=== DATA ===

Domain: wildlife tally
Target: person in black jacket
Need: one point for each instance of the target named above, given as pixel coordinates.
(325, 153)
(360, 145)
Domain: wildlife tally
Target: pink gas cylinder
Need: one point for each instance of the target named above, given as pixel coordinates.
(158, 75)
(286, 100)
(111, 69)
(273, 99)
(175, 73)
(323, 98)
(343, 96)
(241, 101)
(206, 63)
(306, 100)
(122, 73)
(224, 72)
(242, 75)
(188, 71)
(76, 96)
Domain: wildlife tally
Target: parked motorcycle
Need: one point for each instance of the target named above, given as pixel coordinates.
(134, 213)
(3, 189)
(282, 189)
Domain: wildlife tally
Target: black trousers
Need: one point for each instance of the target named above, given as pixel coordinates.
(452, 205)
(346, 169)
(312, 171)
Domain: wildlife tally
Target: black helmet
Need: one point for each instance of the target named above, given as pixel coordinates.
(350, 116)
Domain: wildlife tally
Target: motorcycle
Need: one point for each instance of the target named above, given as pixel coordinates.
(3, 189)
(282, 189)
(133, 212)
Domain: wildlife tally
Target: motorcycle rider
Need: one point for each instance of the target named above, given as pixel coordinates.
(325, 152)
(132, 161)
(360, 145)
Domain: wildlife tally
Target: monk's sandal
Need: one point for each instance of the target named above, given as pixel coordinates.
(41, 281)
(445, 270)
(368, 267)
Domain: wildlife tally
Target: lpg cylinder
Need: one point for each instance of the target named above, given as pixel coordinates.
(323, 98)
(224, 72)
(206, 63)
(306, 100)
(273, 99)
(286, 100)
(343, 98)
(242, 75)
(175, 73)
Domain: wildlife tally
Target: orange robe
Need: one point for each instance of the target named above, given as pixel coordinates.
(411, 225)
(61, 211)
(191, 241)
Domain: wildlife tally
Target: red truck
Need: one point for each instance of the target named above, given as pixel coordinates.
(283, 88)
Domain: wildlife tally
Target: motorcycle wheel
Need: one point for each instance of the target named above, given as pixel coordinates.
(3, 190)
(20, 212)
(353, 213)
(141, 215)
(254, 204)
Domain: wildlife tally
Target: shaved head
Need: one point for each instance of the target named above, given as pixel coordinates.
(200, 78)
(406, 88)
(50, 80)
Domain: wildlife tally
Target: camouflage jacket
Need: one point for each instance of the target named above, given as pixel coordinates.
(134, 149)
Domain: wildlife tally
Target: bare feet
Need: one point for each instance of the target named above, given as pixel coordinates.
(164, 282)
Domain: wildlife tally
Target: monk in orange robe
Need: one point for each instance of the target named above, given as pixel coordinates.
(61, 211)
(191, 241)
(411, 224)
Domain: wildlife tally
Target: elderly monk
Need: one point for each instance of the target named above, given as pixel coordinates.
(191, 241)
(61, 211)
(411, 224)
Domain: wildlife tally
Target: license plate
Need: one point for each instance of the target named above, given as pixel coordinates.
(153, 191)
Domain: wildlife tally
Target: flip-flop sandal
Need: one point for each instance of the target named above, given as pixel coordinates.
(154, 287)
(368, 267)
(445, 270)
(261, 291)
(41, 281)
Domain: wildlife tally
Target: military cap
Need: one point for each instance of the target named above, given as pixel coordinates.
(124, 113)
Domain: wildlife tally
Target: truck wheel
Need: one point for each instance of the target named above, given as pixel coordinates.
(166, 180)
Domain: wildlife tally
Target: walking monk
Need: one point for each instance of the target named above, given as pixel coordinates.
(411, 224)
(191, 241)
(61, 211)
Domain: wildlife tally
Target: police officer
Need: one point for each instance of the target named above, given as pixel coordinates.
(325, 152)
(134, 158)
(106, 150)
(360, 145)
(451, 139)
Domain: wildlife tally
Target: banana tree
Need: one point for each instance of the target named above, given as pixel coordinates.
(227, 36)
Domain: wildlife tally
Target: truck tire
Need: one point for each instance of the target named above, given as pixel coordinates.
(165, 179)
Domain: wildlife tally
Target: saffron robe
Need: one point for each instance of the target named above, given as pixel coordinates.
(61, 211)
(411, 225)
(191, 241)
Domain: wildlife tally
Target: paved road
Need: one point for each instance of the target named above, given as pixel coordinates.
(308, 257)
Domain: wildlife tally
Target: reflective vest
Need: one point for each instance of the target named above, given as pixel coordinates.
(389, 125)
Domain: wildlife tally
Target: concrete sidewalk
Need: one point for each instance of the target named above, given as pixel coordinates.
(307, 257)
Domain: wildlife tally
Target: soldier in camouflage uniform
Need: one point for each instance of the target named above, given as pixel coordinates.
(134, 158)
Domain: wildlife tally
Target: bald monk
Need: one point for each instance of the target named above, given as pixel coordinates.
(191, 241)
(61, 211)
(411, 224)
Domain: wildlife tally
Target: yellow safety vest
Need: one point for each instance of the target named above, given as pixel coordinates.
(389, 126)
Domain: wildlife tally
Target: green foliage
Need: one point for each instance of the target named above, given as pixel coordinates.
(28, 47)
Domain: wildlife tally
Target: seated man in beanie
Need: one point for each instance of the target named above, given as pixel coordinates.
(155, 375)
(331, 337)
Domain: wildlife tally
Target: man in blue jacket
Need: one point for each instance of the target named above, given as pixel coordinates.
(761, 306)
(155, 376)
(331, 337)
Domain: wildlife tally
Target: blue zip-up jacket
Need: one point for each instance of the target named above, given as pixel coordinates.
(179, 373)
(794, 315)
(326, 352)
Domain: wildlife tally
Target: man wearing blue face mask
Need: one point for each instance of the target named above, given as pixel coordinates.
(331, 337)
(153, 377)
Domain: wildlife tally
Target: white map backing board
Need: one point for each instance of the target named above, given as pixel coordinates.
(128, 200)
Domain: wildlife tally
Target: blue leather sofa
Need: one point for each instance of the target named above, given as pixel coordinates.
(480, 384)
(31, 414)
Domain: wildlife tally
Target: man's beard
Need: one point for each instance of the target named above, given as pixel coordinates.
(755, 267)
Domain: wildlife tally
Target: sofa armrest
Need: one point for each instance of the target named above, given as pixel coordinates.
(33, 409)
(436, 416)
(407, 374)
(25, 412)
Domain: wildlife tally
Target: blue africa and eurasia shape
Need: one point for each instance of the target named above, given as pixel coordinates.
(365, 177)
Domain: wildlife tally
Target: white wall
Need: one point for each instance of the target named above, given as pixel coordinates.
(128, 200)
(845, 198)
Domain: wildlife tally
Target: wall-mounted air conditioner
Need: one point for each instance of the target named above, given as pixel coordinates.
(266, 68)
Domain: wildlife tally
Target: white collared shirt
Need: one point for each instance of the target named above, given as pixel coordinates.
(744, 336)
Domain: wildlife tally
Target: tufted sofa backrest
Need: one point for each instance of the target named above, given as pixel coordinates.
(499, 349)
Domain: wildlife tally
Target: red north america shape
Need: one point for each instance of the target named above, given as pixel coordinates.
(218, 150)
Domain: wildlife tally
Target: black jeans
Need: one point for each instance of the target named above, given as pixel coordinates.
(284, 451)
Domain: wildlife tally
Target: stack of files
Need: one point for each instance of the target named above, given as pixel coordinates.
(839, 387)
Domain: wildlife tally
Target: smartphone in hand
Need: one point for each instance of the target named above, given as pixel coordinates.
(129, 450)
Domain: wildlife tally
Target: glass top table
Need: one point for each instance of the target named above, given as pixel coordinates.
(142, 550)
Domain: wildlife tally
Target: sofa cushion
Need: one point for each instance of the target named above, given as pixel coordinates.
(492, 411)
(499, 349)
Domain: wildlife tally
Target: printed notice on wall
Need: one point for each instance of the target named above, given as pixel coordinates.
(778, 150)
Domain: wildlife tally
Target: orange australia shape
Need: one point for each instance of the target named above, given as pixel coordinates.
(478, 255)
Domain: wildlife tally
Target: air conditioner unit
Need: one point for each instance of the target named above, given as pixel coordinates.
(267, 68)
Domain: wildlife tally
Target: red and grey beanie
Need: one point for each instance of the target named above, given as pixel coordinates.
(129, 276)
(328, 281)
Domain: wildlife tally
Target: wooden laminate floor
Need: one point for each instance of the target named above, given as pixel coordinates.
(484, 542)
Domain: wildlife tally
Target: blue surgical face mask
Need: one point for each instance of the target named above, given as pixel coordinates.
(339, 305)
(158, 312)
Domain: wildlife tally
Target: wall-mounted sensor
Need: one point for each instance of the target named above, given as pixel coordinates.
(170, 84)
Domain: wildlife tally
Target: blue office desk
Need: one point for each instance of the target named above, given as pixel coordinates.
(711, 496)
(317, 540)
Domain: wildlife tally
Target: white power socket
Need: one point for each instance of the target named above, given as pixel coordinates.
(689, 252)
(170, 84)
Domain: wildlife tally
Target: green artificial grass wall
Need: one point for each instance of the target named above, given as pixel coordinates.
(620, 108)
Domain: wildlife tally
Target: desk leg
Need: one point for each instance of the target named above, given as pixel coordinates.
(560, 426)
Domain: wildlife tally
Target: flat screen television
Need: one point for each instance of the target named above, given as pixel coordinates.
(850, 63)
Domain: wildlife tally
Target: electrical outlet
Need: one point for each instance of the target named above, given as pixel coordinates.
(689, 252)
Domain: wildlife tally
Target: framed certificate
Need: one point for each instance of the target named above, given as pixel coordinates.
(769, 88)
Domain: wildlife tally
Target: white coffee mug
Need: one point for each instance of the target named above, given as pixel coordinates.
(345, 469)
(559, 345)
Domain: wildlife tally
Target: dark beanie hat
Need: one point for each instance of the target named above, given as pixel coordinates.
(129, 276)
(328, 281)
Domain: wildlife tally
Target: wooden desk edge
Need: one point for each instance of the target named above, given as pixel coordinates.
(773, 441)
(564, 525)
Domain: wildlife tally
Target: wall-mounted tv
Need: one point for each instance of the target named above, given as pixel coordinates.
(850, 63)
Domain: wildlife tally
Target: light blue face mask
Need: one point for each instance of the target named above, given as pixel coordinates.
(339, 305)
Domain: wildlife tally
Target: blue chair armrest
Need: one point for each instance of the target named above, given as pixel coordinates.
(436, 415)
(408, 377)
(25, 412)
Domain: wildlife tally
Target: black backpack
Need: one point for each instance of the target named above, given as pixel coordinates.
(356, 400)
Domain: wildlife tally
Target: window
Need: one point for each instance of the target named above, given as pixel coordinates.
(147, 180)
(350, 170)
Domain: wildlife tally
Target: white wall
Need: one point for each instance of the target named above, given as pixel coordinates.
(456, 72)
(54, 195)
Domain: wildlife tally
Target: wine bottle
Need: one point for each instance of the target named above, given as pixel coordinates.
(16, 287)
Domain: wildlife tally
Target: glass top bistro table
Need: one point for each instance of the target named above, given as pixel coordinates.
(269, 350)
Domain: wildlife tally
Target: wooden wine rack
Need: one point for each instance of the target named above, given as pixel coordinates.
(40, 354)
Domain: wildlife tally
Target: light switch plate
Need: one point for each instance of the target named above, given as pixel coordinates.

===

Locate each line in the entries that contains the word "black", and copy those lines.

Target: person in black jacket
Target: black trousers
Target: black helmet
Target: black jeans
Target: black backpack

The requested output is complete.